Scholars have long recognized that statues, memorials, and historical events are much more than moments of the past that are frozen in stone, concrete, museums, or textbooks. They are sites of collective memory, social identity, and political contestation, where groups assert dominance or compete for recognition and representation. Collective memory has been written about in sociology since its founding, from W.E.B. Du Bois who saw that a proper historical context about Black struggle in the United States would be crucial to overcoming racism, to Emile Durkheim and Maurice Halbwachs, who explored how historical memory has a collective and social dimension that is more than the memory of any individual. More recently, the social meaning and politics related to memorials have been of increasing interest to scholars and the wider public, as protests have emerged around a wide range of memorials, ranging from confederate leaders to Christopher Columbus.
While there are many possible ways to portray the history of Italian American immigration, the dominant story emphasized in textbooks and public memorials to Columbus was that the Italian American was a seeker of new opportunity who bravely conquered a harsh new world, with violence when necessary. The emergence of Columbus as a prominent Italian American symbol has implications not only for Italian American culture but also for the United States in a moment where many are grappling with the country’s historical and present-day injustices.
By looking more closely at the symbol of Columbus across the evolving experiences of Italian Americans, it is evident that racism endured and strengthened as waves of initially marginalized European immigrants came to the United States starting in the 1800s. Although Italian Americans are not a completely monolithic group, there are discernable changes in Christopher Columbus as a symbol over time.
The initial Italian arrivals to the United States were met with anti-Italian racism and xenophobia. In this era, Columbus was a symbolic foothold in society, as he arrived even before many of the Northern Europeans and therefore proved the unique Italian claim to “American-ness.” At the same time, to fully assimilate as accepted members of white society, Italians had to learn to see the world through the lens of race, which meant distancing Italian American culture from darker-skinned others, sometimes with violence. As a symbol of assimilation, Columbus helped to forge a sense of unified struggle and identity in Italian American culture during local gatherings and eventually an official national holiday.

■ ENTRIES SUPPLIED:
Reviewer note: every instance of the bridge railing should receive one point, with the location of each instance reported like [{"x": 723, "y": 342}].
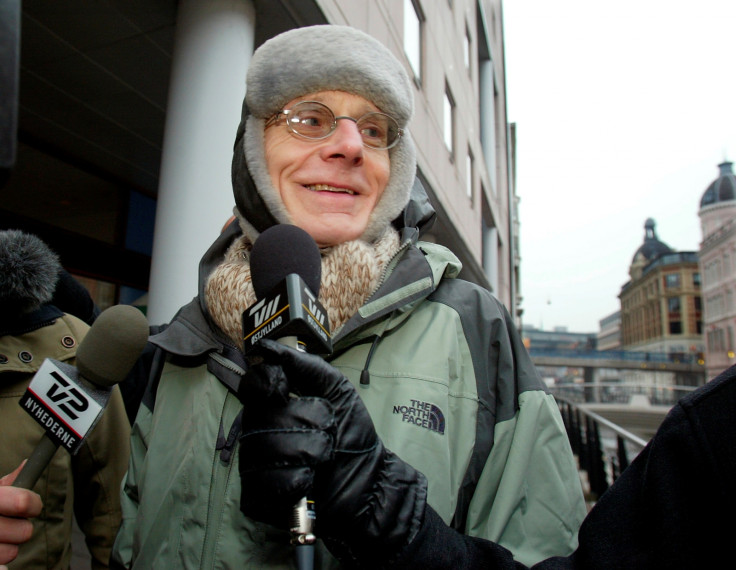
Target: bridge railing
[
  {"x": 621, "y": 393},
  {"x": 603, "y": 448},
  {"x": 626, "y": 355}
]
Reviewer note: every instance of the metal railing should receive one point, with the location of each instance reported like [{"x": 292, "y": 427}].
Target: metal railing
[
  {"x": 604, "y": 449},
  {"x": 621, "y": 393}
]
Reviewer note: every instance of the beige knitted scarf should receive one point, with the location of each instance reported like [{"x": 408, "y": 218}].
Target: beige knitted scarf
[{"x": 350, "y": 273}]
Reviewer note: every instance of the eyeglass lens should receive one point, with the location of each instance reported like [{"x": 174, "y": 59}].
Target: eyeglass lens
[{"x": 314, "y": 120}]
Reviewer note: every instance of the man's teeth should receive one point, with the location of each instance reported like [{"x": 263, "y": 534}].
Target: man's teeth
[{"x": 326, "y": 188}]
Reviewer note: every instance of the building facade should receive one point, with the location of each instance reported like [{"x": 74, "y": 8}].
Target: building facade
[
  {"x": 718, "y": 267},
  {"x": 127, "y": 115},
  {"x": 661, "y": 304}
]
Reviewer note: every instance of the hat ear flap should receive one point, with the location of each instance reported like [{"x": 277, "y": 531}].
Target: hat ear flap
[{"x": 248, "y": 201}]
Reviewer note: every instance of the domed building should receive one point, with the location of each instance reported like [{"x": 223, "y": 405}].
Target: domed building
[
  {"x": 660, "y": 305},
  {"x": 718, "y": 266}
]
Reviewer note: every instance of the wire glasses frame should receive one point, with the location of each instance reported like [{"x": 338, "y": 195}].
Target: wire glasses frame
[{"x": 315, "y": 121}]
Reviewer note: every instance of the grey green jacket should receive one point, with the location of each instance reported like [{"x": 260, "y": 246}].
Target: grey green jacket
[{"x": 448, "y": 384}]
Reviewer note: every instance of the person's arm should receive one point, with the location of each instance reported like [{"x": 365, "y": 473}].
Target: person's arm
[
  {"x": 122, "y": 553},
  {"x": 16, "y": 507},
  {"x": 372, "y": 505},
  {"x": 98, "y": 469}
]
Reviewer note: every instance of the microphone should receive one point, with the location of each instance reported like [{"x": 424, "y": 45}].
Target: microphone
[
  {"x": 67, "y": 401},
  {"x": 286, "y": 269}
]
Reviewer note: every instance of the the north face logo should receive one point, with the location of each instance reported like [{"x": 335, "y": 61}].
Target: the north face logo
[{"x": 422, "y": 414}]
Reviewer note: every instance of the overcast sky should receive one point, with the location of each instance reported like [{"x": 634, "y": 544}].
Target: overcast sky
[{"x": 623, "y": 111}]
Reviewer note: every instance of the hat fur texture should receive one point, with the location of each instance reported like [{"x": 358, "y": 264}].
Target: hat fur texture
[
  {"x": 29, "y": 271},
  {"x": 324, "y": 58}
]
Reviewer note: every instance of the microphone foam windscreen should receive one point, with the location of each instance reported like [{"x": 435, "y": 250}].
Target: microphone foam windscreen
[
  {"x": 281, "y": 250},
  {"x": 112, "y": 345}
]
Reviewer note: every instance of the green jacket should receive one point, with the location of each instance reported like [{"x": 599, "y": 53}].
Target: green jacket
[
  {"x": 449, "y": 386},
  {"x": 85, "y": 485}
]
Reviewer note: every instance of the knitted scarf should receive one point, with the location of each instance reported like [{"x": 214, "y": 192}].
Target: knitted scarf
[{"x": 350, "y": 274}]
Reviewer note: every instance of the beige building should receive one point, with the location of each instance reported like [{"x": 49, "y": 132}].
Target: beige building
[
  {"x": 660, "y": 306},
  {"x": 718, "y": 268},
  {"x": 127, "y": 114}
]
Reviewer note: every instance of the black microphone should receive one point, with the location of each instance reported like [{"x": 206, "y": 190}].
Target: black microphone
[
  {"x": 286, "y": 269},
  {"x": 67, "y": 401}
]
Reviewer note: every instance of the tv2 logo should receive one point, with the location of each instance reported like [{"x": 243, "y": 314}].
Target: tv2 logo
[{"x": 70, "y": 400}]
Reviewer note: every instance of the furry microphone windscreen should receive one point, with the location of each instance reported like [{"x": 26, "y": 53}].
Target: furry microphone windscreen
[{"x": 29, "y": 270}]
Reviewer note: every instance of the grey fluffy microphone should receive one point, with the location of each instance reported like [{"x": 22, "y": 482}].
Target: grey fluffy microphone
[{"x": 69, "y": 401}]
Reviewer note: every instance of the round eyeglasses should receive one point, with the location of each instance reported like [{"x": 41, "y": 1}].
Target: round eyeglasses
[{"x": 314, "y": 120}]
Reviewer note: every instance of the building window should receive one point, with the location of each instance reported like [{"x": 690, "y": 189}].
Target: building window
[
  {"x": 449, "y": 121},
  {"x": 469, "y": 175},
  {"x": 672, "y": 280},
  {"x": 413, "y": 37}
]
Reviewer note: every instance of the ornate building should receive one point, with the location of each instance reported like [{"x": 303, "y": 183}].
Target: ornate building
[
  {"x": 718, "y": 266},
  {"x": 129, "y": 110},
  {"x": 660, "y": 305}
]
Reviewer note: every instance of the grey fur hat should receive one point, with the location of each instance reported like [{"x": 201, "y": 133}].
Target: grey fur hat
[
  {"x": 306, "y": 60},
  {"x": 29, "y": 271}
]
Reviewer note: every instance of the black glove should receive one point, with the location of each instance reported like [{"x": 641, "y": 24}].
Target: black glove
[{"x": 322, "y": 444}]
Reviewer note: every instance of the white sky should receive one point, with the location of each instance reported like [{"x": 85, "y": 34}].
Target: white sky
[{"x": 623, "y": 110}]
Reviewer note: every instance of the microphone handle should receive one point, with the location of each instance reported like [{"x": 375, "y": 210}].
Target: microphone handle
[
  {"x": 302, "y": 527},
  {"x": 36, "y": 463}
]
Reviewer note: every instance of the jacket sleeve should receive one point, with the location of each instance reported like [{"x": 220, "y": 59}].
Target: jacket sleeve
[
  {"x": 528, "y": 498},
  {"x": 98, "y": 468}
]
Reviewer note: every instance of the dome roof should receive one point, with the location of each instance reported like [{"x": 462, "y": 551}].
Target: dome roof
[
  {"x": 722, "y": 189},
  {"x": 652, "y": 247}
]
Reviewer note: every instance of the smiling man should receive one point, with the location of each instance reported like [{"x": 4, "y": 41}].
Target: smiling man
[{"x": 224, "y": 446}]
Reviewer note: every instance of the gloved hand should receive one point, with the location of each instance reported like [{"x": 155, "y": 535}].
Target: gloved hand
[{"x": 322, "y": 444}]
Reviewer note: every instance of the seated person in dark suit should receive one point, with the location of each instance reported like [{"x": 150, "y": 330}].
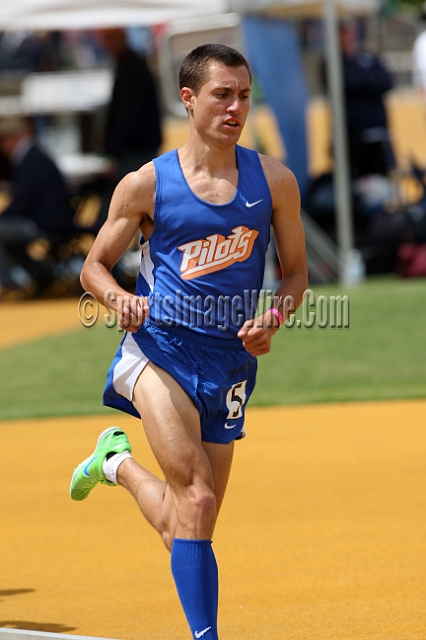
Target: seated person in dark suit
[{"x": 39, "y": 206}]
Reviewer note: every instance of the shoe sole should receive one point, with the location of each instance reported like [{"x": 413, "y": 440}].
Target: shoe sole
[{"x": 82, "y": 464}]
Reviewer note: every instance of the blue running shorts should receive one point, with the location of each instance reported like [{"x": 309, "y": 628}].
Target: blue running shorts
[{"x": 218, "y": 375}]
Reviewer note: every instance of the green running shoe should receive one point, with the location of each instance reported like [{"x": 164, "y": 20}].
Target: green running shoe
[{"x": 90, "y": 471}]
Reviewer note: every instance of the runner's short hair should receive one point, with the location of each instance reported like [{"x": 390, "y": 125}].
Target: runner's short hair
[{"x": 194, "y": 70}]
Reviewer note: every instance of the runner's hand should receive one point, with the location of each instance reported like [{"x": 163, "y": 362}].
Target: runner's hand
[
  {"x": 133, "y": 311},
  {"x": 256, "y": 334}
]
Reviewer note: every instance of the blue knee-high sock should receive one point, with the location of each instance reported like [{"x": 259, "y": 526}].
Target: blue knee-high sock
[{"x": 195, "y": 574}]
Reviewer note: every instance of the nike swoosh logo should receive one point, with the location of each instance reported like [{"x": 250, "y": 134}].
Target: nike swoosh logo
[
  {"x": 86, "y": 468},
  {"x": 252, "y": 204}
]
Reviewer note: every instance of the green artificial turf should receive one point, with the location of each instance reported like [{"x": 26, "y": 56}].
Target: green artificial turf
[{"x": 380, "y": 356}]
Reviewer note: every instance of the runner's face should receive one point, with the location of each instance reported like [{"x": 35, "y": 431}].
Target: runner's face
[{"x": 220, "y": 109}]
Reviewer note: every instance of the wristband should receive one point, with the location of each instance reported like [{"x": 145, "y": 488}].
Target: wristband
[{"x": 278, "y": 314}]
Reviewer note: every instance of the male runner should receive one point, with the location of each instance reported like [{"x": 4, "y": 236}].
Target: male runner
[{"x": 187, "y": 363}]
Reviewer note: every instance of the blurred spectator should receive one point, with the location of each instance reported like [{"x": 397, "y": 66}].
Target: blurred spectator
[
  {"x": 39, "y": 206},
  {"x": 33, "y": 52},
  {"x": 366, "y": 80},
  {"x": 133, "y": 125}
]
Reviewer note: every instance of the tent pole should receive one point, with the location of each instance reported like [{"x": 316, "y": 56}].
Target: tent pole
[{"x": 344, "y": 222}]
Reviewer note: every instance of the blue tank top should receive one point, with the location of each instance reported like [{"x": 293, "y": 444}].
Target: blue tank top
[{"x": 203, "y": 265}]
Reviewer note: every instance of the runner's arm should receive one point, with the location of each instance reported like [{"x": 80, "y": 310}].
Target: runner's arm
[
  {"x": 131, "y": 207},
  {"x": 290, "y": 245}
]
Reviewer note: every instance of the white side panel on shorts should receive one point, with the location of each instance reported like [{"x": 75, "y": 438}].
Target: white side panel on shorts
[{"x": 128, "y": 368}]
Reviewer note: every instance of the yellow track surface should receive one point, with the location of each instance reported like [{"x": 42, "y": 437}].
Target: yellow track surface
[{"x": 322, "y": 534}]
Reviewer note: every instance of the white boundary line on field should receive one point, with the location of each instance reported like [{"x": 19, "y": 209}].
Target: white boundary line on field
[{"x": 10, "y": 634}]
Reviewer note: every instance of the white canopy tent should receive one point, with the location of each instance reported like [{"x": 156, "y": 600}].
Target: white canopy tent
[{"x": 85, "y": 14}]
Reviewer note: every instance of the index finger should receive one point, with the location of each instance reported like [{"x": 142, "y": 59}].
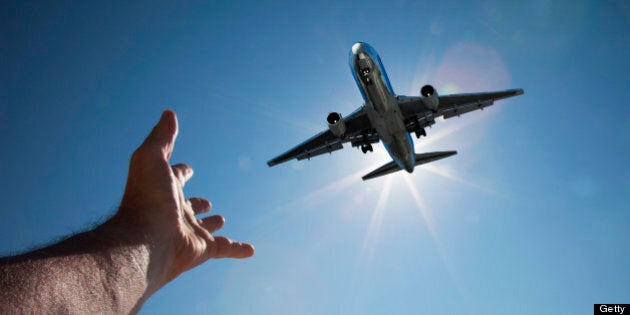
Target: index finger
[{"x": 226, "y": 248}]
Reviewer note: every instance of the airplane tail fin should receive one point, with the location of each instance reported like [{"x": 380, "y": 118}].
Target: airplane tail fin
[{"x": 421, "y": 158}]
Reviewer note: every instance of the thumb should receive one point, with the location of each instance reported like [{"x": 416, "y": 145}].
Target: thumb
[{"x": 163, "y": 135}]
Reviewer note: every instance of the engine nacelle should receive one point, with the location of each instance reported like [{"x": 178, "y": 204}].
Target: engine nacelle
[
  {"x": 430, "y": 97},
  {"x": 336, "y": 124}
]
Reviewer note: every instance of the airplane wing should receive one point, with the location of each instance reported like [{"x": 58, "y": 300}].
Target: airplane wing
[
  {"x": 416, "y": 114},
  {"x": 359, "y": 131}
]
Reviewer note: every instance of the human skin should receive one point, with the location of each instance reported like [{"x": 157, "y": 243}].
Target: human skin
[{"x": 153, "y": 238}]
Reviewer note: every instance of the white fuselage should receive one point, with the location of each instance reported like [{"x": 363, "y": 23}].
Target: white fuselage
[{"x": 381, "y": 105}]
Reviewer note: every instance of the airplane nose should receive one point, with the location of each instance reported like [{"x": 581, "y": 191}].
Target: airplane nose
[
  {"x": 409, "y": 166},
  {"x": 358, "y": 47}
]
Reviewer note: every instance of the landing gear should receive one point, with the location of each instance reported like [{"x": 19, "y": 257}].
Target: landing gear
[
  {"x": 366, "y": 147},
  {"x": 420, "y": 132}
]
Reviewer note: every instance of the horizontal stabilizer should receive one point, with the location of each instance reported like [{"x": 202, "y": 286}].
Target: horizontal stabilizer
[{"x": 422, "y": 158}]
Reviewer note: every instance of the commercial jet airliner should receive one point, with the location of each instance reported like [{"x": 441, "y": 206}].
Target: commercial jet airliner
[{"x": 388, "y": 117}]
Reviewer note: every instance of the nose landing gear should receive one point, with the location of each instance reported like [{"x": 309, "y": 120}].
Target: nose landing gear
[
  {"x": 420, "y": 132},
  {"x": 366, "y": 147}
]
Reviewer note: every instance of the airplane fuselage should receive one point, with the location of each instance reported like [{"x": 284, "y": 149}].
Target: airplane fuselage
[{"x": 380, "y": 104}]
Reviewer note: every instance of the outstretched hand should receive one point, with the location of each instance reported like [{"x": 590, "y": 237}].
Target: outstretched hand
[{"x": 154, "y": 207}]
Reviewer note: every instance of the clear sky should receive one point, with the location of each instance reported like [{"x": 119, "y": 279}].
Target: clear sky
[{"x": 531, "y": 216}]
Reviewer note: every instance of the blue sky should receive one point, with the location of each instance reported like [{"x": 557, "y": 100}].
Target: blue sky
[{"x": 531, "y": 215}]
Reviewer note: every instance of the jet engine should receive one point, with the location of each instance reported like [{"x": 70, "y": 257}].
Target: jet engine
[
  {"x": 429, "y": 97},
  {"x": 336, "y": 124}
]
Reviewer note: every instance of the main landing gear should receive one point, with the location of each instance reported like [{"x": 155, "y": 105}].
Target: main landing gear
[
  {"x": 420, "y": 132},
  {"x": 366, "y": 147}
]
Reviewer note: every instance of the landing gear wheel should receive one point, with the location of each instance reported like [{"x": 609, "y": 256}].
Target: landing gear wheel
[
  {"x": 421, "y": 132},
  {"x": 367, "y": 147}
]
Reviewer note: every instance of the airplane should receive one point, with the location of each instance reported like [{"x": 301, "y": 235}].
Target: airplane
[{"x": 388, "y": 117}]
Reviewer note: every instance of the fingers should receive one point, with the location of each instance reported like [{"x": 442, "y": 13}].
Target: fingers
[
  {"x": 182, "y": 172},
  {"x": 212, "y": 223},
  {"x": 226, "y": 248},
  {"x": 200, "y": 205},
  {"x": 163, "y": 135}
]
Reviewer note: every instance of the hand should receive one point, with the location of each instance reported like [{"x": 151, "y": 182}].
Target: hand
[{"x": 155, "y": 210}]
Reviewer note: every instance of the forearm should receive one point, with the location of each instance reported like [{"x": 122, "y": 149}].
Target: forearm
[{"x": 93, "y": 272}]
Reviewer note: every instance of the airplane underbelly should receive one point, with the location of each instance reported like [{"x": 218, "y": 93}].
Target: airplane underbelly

■ EXERCISE AIM: In the text on Columbus as an Italian American symbol, what did the first Italian arrivals to the United States encounter? The items are separate material, unrelated to the text.

■ SOLUTION TO THIS PROBLEM: Anti-Italian racism and xenophobia.